# PROBLEM DESCRIPTION:
Filter the data below down to the lines that contain the word "high". Copy each of those lines in full.

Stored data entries
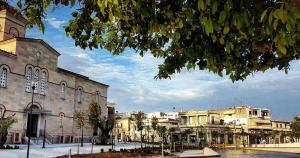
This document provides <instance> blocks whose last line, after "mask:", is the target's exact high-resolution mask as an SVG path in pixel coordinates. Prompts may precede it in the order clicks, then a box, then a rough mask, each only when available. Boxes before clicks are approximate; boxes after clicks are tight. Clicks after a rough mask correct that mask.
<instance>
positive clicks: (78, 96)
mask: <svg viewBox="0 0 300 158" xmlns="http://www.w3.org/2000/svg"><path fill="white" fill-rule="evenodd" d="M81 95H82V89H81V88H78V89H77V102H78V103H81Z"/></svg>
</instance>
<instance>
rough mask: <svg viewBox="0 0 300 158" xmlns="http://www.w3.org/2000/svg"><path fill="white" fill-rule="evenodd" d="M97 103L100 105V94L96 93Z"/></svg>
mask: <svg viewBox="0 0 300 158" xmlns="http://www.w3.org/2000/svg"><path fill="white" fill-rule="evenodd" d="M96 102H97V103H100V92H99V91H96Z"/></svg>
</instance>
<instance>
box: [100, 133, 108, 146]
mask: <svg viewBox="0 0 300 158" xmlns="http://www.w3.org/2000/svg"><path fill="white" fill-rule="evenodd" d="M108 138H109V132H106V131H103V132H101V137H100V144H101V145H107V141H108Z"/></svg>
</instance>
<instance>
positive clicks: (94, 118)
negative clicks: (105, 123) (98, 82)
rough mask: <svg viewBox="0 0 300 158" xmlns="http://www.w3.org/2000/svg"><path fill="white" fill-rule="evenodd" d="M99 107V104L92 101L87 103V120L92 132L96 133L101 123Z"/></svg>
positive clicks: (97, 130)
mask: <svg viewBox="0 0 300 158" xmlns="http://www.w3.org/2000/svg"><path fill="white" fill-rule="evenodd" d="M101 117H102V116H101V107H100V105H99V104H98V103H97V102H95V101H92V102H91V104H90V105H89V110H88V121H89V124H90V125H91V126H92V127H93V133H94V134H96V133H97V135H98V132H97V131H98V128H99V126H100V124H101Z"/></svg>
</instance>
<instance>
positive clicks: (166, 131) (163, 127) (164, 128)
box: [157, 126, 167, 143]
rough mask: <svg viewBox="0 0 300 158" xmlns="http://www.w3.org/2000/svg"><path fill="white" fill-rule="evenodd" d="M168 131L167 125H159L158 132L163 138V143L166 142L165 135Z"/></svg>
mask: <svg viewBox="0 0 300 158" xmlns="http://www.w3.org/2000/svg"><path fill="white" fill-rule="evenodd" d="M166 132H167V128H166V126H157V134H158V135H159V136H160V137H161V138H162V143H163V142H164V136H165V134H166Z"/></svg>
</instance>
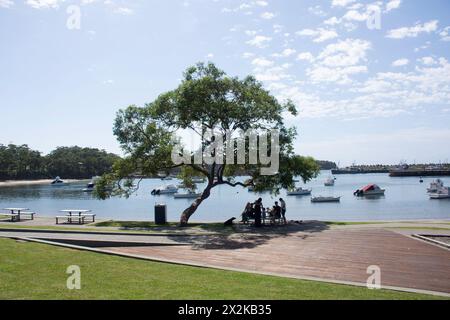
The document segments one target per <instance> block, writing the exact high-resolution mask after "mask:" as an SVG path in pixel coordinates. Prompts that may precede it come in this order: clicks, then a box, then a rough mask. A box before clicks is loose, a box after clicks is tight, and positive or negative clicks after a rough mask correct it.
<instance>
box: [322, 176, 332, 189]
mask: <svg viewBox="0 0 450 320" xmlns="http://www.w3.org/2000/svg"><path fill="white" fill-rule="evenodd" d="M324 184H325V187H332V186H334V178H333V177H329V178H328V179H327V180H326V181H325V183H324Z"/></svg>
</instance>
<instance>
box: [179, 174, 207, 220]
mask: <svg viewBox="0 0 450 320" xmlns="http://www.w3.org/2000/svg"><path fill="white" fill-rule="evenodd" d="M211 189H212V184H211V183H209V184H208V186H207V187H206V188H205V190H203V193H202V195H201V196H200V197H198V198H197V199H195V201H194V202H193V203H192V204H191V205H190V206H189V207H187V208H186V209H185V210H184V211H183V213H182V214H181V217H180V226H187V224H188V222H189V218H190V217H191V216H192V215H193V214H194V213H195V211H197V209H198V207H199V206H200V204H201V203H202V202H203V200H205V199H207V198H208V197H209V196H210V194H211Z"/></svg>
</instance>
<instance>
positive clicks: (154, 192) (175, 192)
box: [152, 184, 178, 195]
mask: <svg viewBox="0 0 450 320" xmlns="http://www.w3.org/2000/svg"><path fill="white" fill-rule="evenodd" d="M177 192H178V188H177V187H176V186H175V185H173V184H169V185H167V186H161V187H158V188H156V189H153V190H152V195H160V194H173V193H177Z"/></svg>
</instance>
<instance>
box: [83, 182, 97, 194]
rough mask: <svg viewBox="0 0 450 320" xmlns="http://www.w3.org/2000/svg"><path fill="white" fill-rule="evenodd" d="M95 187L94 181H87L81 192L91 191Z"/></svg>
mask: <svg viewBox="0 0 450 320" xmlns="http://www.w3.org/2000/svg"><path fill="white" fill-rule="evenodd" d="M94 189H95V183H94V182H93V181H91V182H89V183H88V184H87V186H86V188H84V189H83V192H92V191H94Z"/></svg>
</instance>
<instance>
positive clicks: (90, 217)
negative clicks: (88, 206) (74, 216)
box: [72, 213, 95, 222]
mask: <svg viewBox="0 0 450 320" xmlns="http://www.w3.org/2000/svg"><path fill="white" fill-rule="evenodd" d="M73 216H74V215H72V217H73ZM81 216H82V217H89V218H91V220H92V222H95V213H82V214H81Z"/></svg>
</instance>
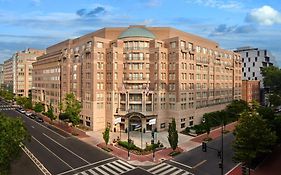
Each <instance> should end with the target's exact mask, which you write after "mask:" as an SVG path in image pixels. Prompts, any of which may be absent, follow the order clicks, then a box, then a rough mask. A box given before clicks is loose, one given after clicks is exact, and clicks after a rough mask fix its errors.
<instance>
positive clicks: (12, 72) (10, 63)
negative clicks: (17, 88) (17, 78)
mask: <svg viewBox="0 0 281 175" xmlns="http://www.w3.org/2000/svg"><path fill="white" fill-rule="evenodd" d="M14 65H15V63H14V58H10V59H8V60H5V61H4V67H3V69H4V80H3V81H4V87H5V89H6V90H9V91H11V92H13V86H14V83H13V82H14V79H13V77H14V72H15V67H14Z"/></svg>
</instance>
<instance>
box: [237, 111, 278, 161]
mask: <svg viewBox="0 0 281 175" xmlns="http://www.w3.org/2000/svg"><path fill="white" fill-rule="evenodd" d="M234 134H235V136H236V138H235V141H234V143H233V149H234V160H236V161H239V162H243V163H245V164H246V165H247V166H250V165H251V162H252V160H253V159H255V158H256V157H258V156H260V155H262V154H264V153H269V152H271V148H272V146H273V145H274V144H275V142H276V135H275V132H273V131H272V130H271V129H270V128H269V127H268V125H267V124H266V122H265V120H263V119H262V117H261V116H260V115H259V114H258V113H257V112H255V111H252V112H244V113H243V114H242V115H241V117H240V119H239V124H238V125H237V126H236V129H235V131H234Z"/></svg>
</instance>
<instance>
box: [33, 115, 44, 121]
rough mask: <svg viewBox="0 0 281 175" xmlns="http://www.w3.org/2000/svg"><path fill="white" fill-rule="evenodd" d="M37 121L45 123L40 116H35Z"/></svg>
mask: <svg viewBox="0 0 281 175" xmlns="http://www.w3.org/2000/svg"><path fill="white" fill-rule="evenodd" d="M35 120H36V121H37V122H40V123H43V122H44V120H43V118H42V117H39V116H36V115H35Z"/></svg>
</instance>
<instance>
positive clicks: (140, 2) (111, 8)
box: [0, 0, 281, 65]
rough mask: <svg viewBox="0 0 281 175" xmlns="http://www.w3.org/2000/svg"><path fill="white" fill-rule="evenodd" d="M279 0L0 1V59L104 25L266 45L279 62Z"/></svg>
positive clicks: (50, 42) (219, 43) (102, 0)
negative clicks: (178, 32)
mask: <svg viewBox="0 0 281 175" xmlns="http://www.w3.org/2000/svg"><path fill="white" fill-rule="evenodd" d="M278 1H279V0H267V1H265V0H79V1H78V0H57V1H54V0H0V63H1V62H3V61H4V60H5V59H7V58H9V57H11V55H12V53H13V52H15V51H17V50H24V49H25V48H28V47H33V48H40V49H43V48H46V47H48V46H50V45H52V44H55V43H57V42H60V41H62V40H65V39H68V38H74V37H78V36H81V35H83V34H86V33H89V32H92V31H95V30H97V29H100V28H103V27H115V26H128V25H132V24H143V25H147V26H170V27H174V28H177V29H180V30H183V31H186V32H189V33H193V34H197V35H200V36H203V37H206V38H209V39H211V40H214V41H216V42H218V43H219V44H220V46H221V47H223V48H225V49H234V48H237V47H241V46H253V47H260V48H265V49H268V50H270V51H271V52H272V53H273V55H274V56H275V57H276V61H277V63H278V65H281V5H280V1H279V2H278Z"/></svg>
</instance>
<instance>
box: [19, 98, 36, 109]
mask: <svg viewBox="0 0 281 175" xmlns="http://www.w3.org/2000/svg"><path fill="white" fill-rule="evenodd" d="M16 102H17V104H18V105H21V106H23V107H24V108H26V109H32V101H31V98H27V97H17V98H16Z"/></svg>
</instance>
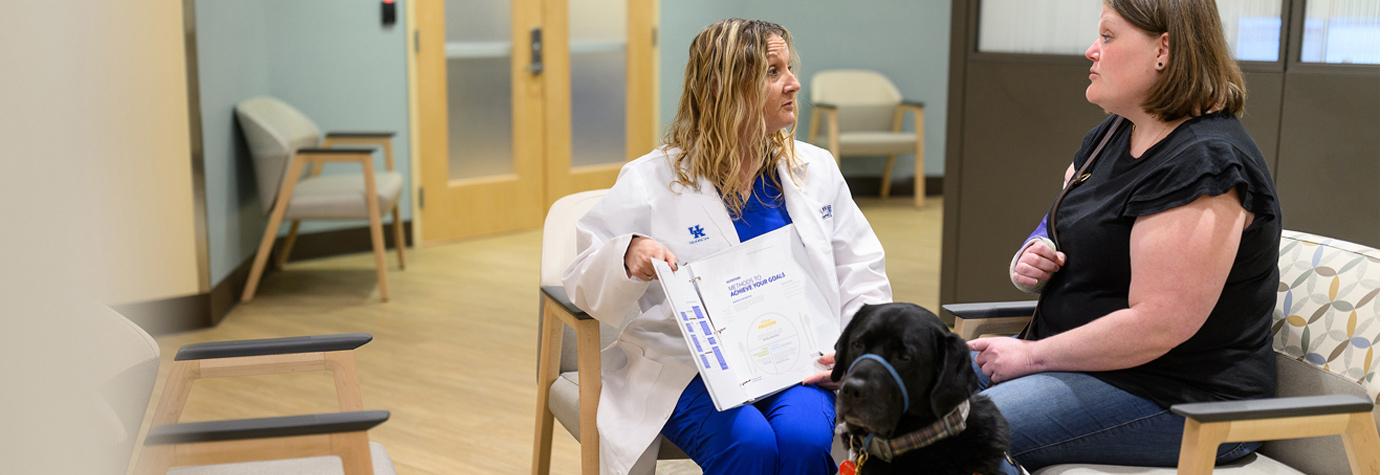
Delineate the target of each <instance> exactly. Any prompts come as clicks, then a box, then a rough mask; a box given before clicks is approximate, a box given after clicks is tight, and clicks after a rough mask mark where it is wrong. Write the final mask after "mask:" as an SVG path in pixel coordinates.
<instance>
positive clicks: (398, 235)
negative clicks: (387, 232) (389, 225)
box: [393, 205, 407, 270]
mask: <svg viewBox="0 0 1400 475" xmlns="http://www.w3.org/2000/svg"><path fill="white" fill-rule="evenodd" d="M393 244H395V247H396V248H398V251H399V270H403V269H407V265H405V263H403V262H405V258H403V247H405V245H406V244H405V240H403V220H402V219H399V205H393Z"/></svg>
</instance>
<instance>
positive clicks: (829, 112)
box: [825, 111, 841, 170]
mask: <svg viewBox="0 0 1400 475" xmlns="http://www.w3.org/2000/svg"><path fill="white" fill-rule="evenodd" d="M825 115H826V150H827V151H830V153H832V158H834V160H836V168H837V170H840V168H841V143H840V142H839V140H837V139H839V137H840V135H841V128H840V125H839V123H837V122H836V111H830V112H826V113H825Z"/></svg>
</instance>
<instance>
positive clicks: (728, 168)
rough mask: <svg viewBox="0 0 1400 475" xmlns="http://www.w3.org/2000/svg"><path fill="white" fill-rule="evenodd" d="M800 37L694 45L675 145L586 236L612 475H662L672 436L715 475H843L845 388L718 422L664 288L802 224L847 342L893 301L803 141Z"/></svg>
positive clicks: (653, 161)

# ANSWER TO THIS PROBLEM:
This document provides <instance> blocks whose last line, after "mask:", is the target's exact high-resolution mask as an SVG path in pixel coordinates. Prompts may precede it in the order clicks, then a box, then a rough mask, each only when available. Boxes before clicks are approximate; boxes after clicks are tight. Clicks after a rough mask correct that mask.
The document segments one target per <instance> block, writing the exact high-resolution mask after "mask:" as an SVG path in pixel coordinates. Prompts that may precede it come in this order: clicks, then a box, then a rough mask. A box before clicks is loose, a box after clicks is tight, and positive or negative clicks after a rough mask correct it.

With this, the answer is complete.